DATA:
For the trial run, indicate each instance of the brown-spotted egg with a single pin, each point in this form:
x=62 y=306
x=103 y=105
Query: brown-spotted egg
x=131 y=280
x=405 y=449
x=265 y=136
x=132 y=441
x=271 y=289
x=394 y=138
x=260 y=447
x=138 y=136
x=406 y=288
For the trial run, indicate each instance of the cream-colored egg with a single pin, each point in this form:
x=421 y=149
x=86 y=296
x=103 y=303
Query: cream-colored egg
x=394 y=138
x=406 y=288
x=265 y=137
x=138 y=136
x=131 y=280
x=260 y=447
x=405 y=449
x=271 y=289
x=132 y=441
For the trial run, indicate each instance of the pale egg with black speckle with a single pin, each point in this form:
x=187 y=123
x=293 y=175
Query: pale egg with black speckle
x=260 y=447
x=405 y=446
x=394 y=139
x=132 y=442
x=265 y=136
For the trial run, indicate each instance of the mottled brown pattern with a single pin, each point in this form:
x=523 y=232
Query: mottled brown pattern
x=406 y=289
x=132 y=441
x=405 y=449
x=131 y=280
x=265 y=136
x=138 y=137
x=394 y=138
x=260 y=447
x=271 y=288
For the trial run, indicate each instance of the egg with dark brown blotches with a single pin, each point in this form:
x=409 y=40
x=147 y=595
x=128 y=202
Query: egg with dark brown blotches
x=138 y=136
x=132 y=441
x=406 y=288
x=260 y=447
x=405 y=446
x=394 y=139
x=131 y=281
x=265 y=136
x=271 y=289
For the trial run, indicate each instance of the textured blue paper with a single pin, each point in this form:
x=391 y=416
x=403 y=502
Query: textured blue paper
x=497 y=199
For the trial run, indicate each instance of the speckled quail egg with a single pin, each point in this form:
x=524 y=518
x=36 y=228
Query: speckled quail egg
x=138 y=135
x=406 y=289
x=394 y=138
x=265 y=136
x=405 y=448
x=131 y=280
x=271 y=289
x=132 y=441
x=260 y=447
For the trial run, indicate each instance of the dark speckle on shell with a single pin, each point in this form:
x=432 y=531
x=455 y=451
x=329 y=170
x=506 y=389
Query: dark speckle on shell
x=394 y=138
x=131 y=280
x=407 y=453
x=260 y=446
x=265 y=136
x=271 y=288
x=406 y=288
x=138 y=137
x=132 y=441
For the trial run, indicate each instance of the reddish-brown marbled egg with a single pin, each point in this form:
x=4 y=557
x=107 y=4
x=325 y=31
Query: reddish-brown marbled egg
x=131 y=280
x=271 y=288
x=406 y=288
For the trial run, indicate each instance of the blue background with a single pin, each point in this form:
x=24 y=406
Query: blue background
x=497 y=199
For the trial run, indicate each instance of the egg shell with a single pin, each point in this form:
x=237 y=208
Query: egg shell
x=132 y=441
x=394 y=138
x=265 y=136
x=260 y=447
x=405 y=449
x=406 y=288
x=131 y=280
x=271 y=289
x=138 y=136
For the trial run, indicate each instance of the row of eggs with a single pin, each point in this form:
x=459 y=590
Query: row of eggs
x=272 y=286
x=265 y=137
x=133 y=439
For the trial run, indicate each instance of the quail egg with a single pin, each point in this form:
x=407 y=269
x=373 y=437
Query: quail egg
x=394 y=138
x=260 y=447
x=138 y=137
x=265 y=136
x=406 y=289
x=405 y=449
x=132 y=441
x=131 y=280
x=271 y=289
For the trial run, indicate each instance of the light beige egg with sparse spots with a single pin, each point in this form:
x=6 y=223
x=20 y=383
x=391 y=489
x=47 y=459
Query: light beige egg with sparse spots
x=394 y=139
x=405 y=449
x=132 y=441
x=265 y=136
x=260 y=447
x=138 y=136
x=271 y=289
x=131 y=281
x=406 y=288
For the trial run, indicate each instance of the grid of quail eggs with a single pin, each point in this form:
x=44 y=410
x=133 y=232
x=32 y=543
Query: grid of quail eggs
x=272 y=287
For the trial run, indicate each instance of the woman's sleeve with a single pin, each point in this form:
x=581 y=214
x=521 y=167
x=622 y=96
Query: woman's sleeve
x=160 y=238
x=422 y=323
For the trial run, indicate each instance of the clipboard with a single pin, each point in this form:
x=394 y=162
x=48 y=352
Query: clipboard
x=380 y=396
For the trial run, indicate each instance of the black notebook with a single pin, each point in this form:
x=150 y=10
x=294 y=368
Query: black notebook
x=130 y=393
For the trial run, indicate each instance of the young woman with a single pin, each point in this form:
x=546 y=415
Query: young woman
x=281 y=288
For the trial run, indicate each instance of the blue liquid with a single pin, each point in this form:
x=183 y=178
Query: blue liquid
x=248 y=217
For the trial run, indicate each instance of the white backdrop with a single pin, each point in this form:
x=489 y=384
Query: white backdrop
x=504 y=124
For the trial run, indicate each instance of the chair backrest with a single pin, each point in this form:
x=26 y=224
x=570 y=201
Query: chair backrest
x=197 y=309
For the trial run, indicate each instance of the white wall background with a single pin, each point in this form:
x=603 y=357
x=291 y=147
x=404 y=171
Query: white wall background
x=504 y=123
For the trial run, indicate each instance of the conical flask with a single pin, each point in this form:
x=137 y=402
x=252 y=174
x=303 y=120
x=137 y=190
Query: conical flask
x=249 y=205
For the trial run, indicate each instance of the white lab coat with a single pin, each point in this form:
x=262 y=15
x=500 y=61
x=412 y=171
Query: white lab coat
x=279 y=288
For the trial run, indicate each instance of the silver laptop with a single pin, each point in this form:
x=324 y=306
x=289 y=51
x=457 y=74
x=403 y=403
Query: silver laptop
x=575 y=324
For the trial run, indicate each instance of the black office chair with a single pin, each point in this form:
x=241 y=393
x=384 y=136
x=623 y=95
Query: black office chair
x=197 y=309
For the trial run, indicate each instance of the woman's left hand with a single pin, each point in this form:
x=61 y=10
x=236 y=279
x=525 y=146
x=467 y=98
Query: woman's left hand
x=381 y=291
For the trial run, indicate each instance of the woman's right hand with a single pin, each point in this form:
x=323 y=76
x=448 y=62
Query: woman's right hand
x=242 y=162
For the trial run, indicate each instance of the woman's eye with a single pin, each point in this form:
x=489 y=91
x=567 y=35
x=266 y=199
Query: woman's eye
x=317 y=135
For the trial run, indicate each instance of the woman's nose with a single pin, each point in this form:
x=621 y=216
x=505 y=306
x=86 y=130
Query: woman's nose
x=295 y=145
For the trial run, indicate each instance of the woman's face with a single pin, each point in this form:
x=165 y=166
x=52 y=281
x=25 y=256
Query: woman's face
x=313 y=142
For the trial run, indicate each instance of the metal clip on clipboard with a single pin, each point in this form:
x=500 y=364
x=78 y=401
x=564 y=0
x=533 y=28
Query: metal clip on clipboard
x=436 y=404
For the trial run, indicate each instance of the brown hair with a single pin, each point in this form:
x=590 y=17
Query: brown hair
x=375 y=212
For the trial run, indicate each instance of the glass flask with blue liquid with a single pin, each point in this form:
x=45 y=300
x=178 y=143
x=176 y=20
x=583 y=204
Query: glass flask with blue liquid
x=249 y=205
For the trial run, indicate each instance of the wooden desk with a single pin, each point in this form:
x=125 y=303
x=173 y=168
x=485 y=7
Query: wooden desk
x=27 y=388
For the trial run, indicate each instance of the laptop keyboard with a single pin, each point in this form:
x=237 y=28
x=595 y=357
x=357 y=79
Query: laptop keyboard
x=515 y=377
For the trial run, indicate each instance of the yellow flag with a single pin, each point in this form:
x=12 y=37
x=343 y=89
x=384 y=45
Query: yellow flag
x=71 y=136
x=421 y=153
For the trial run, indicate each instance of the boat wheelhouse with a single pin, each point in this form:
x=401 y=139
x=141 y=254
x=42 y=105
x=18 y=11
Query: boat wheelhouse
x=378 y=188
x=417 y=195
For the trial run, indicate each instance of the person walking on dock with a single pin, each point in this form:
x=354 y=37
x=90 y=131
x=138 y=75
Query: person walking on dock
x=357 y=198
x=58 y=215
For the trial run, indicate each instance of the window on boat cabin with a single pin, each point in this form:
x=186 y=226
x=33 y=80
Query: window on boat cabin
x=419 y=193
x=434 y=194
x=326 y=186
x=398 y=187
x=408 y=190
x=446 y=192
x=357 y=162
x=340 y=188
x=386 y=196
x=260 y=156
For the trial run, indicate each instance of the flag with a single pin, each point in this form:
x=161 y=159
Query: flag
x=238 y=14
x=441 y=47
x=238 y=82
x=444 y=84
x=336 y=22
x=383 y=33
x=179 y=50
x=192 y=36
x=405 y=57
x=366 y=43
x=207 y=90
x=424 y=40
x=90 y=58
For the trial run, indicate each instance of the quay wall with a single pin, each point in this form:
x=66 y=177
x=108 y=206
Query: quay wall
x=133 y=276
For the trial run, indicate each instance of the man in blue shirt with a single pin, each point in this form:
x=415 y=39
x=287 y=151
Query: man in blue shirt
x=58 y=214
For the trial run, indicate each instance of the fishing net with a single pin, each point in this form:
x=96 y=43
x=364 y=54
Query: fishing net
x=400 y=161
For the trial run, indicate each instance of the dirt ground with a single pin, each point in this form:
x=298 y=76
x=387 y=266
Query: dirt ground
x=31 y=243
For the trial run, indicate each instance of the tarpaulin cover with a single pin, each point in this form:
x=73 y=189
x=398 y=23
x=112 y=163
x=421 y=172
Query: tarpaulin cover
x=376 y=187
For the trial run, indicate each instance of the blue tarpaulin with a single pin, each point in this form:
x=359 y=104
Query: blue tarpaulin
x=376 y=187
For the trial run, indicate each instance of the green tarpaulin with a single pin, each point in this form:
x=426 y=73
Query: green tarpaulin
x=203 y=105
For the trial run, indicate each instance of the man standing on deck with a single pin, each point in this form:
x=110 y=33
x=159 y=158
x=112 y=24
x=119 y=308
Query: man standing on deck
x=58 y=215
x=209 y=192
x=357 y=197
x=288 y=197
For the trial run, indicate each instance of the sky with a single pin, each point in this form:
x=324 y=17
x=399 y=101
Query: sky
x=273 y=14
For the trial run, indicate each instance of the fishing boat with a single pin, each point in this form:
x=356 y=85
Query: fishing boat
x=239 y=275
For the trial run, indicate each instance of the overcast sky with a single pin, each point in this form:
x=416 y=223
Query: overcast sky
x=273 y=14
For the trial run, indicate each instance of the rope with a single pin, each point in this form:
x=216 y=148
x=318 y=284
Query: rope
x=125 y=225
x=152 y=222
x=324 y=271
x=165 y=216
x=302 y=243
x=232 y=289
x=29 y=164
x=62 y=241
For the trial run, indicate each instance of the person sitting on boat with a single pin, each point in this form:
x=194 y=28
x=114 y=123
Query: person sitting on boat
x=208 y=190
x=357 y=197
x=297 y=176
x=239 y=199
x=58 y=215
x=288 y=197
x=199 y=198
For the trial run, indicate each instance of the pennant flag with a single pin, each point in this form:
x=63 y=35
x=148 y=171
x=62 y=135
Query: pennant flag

WORK INSTRUCTION:
Pull each line containing "pennant" from the records.

OUTPUT OF THE TASK:
For the trial run, indicate each instance of the pennant flag with a single pin, each point in this form:
Query: pennant flag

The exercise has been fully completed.